[Start of EXERCISE INPUT]

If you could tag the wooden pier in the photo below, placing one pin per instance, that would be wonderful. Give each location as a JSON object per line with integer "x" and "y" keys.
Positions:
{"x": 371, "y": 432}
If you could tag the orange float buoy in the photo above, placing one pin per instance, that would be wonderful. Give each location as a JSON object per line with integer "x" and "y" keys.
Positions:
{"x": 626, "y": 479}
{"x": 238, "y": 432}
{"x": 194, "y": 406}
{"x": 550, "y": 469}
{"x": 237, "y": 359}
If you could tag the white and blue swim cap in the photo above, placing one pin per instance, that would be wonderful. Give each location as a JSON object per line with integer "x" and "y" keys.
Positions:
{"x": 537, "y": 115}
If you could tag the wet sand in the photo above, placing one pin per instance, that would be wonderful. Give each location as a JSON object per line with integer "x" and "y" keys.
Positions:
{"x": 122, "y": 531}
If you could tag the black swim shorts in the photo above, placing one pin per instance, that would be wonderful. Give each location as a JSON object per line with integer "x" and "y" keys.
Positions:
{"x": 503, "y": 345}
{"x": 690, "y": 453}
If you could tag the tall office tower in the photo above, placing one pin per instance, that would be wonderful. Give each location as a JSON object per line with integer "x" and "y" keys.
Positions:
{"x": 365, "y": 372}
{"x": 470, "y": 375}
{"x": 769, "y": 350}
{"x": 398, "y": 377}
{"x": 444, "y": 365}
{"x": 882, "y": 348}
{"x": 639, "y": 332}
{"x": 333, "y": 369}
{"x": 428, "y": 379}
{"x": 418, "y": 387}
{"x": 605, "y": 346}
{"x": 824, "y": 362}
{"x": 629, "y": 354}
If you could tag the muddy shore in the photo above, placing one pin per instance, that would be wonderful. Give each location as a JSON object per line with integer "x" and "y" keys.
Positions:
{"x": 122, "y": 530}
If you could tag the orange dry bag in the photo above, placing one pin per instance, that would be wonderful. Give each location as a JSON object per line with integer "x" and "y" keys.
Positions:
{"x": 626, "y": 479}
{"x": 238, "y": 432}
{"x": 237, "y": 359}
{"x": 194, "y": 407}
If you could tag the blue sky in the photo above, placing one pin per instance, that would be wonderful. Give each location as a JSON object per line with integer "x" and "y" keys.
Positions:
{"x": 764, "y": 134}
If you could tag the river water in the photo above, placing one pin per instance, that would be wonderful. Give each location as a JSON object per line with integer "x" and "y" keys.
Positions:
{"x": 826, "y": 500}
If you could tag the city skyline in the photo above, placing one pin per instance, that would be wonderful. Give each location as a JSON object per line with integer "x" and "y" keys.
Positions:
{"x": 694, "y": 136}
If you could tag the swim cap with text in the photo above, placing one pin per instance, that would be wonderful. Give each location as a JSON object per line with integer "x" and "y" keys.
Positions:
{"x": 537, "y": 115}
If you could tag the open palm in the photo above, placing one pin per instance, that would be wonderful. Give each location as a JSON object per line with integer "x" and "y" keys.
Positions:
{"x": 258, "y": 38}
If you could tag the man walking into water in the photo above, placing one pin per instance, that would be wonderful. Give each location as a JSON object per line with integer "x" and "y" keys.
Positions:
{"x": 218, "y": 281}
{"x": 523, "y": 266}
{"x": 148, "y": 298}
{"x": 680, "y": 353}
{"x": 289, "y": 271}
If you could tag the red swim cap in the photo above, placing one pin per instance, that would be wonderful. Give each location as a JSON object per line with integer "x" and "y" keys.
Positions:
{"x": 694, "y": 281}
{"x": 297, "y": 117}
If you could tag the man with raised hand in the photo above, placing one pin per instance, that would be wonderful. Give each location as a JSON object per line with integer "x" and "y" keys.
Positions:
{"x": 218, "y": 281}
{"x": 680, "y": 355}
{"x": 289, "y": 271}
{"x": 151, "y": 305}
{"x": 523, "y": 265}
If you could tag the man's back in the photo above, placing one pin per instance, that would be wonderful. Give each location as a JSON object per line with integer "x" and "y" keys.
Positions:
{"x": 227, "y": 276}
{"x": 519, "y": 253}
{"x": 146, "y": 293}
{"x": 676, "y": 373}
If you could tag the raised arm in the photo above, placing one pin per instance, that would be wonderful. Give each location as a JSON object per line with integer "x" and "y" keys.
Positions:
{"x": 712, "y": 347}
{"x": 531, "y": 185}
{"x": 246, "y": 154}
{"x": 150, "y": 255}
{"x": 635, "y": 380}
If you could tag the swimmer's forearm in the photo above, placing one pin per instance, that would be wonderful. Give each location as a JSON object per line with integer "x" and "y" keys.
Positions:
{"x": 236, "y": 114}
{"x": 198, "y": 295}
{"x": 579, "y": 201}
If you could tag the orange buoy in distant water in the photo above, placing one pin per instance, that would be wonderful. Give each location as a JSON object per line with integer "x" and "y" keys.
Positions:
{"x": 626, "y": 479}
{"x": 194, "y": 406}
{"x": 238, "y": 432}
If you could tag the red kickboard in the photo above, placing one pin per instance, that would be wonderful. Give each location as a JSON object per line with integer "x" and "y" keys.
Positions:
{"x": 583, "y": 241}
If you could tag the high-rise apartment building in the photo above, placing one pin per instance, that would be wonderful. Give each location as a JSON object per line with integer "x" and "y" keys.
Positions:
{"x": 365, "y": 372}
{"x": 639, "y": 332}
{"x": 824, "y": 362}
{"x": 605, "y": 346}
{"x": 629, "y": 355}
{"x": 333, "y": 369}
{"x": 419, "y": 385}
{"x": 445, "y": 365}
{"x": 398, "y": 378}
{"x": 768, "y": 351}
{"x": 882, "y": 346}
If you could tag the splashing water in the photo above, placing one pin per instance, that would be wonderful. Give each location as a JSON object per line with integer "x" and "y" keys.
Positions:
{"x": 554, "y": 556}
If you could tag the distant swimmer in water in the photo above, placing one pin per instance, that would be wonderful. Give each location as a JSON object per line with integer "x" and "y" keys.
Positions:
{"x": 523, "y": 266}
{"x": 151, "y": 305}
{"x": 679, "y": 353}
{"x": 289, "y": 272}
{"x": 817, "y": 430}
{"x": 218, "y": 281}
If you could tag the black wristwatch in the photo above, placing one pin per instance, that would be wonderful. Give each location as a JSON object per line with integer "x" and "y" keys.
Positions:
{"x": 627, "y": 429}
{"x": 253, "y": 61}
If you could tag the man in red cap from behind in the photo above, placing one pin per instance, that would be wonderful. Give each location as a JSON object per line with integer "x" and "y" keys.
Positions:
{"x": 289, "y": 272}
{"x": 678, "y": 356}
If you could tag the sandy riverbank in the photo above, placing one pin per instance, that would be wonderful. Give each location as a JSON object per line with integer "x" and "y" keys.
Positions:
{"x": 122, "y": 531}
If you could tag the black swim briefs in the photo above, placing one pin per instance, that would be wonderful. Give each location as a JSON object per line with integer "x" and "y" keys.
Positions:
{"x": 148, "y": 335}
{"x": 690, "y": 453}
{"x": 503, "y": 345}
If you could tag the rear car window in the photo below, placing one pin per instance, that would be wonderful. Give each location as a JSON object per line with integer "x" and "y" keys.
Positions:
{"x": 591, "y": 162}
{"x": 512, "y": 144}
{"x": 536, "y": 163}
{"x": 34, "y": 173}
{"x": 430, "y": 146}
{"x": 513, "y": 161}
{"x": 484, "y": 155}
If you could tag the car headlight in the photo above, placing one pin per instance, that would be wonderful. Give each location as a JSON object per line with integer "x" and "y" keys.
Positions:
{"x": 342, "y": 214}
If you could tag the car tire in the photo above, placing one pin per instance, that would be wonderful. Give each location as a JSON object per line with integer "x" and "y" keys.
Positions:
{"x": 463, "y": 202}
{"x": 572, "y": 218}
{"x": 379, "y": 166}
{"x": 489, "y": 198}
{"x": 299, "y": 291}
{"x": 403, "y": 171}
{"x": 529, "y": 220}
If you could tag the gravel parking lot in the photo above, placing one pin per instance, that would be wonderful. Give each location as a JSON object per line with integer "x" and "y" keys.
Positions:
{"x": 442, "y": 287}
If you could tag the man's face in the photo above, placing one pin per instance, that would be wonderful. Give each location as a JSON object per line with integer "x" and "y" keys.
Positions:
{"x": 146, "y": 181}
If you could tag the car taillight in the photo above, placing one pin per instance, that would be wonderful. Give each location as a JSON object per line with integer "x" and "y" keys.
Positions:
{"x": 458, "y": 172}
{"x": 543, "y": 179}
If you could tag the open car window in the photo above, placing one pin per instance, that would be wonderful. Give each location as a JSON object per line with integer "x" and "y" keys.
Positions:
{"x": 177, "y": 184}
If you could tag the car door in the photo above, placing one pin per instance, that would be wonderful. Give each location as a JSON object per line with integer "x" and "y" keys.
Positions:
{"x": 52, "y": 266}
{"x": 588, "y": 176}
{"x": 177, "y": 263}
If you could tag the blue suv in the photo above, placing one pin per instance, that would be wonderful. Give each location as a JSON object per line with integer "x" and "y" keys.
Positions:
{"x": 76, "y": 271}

[End of EXERCISE INPUT]

- _GIVEN TASK_: In the stretch from the line containing "If you could tag the car door" through the end of the listing, change "car door" to "side door" and give those lines again with everything else left as it is.

- _EXERCISE SOLUTION_:
If you could tag the side door in the photo above, placing one pin per instance, that would be wonderful. Give each location as a JSON object per line with integer "x" and "y" keys.
Positions:
{"x": 52, "y": 266}
{"x": 588, "y": 176}
{"x": 177, "y": 263}
If you could tag the blue suv in the photo above, placing one pin per instance, that would be wonderful. Give each location as a JSON object per line with integer "x" and "y" keys.
Positions:
{"x": 76, "y": 271}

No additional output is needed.